### Document

With respect to each Mortgage Loan, the Mortgage File shall include each of the following items, which shall be available for inspection by the Purchaser, and which shall be retained by the Seller in the Servicing File or delivered to the Purchaser or its designee pursuant to Sections 2.04 and 2.05 of the Seller’s Purchase, Warranties and Servicing Agreement.

1.            The original Mortgage Note endorsed “Pay to the order of ______________ without recourse,” and signed in the name of the Seller by an authorized officer, with all intervening endorsements showing a complete chain of title from the originator to the Seller. If the Mortgage Loan was acquired by the Seller in a merger, the endorsement must be by “[Seller], successor by merger to the [name of predecessor]”. If the Mortgage Loan was acquired or originated by the Seller while doing business under another name, the endorsement must be by “[Seller] formerly known as [previous name]”. If the original note is unavailable, seller will provide an affidavit of lost note (in form acceptable to the Purchaser) stating that the original Mortgage Note was lost or destroyed, together with a copy of such Mortgage Note and indemnifying the Purchaser against any and all claims arising as a result of any person or entity claiming they are the holder of the note or that the note has been paid off and returned.

2.           A true certified copy, certified by the [title insurer], of the applicable First Lien.

3.           Except as provided below and for each Mortgage Loan that is not a MERS Mortgage Loan, the original Mortgage with evidence of recording thereon, or a copy thereof certified by the public recording office in which such mortgage has been recorded or, if the original Mortgage has not been returned from the applicable public recording office, a true certified copy, certified by the [title insurer], of the original Mortgage together with a certificate of the Seller certifying that the original Mortgage has been delivered for recording in the appropriate public recording office of the jurisdiction in which the Mortgaged Property is located and in the case of each MERS Mortgage Loan, the original Mortgage, noting the presence of the MIN of the Mortgage Loans and either language indicating that the Mortgage Loan is a MOM Loan or if the Mortgage Loan was not a MOM Loan at origination, the original Mortgage and the assignment thereof to MERS, with evidence of recording indicated thereon, or a copy of the Mortgage certified by the public recording office in which such Mortgage has been recorded.

4.            The original or certified to be a true copy or if in electronic form identified on the Mortgage Loan Schedule, the certificate number, certified by the Seller, of the related Primary Mortgage Insurance Policy or LPMI Policy, if required.

5.           In the case of each Mortgage Loan that is not a MERS Mortgage Loan, the original Assignment, from the Seller in accordance with Purchaser’s instructions, which assignment shall, but for any blanks requested by the Purchaser, be in form and substance acceptable for recording, or a copy certified by the Seller as a true and correct copy of the original Assignment which has been sent for recordation. If the Mortgage Loan was acquired or

 



originated by the Seller while doing business under another name, the Assignment must be by “[Seller] formerly known as [previous name]”

6.           With respect to Mortgage Loans that are not Co-op Loans, the original policy of title insurance, including riders and endorsements thereto, or if the policy has not yet been issued, a written commitment or interim binder or preliminary report of title issued by the title insurance or escrow company.

### Goals
a - Reproduce the part of the Mortgage File list that opens with the words containing "6.           With respect to" and closes with "or escrow company.".
b - Does the Mortgage File list agree with each of these statements? (i) An affidavit of lost note must be in a form acceptable to the Purchaser. (ii) The copy of the applicable First Lien is certified by the Seller. (iii) The items in the Mortgage File are to be available for inspection by the Seller. Answer yes or no for each, quoting the words of the list that decide it.

### Supplied information
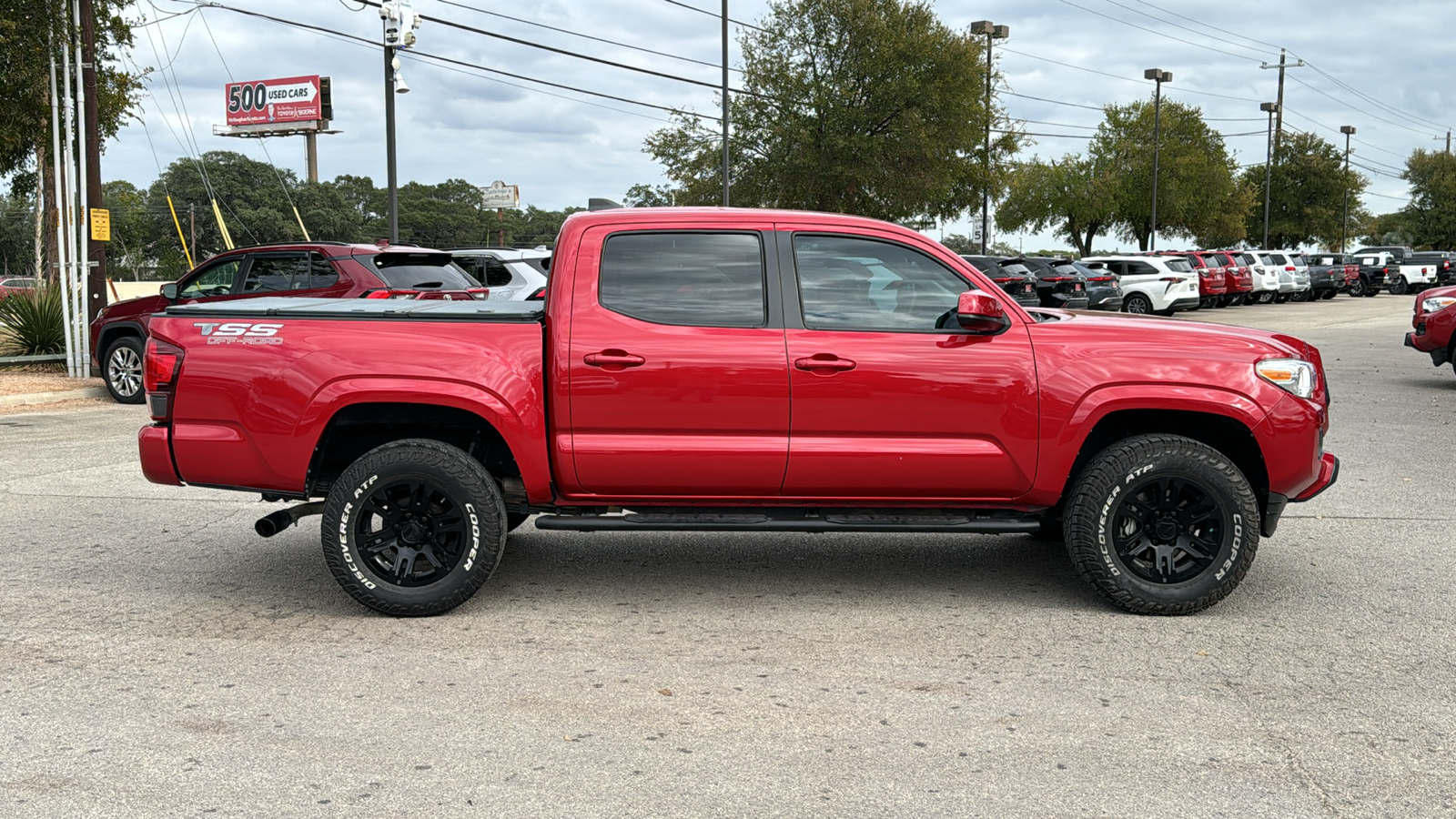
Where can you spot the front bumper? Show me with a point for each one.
(155, 446)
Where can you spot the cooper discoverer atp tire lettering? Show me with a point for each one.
(1162, 525)
(414, 528)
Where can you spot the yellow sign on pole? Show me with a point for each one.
(101, 225)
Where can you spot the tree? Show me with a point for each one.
(865, 106)
(1067, 196)
(1307, 193)
(1431, 215)
(650, 196)
(1194, 179)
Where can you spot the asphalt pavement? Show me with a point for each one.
(159, 659)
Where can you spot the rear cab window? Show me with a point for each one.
(419, 271)
(684, 278)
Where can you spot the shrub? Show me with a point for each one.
(31, 322)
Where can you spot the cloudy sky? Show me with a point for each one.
(1375, 67)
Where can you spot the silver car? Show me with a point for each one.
(513, 276)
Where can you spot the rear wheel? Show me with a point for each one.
(1162, 525)
(414, 528)
(1138, 303)
(123, 370)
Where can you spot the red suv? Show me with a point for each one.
(329, 270)
(1212, 286)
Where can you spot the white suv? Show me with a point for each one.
(513, 276)
(1154, 285)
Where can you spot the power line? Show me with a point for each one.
(586, 35)
(1157, 33)
(713, 15)
(475, 66)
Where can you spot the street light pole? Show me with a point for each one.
(1344, 220)
(1159, 77)
(1269, 167)
(992, 33)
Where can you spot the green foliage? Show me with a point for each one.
(865, 106)
(650, 196)
(31, 322)
(1196, 186)
(1431, 215)
(1307, 194)
(1067, 196)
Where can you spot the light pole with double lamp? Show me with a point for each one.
(1344, 220)
(992, 31)
(1159, 77)
(1271, 108)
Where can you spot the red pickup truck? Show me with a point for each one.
(706, 369)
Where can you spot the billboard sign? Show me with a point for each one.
(288, 99)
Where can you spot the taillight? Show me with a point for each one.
(159, 373)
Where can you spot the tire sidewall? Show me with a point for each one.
(136, 346)
(455, 474)
(1099, 496)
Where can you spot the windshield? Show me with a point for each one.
(420, 271)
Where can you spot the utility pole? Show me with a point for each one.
(1269, 167)
(1159, 77)
(400, 22)
(725, 102)
(98, 249)
(1279, 111)
(992, 33)
(1344, 220)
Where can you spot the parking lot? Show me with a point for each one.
(157, 658)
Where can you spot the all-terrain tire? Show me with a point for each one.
(1165, 491)
(121, 370)
(414, 528)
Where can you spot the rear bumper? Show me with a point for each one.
(155, 448)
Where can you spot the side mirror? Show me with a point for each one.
(980, 315)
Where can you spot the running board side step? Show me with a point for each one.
(797, 521)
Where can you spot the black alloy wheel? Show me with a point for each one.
(121, 370)
(414, 528)
(1162, 523)
(1167, 530)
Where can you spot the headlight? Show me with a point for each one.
(1438, 303)
(1295, 376)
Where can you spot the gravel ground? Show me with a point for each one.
(159, 659)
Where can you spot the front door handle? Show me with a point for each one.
(613, 359)
(826, 363)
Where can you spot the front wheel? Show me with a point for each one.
(1162, 525)
(414, 528)
(123, 370)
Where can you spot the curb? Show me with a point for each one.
(51, 397)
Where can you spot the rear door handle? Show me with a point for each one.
(824, 361)
(613, 359)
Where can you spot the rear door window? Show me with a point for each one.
(684, 278)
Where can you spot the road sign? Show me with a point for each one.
(288, 99)
(101, 225)
(500, 196)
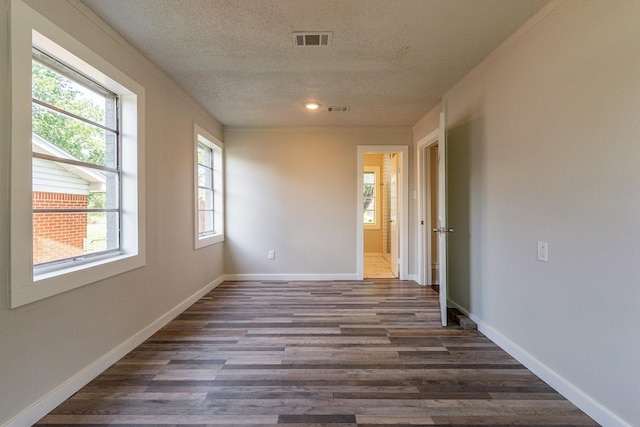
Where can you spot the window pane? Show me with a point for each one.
(369, 178)
(369, 217)
(205, 177)
(55, 182)
(205, 223)
(59, 90)
(66, 137)
(205, 199)
(204, 155)
(62, 235)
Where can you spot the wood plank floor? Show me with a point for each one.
(316, 354)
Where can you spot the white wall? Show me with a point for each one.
(46, 343)
(295, 191)
(544, 145)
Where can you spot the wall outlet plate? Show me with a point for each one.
(543, 251)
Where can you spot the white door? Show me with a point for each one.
(443, 229)
(393, 217)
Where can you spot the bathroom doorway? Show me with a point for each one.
(382, 211)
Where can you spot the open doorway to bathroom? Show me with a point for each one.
(378, 213)
(382, 213)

### Solution set
a -
6.           With respect to Mortgage Loans that are not Co-op Loans, the original policy of title insurance, including riders and endorsements thereto, or if the policy has not yet been issued, a written commitment or interim binder or preliminary report of title issued by the title insurance or escrow company.

b -
(i) Yes: "in form acceptable to the Purchaser"
(ii) No: "A true certified copy, certified by the [title insurer], of the applicable First Lien."
(iii) No: "which shall be available for inspection by the Purchaser"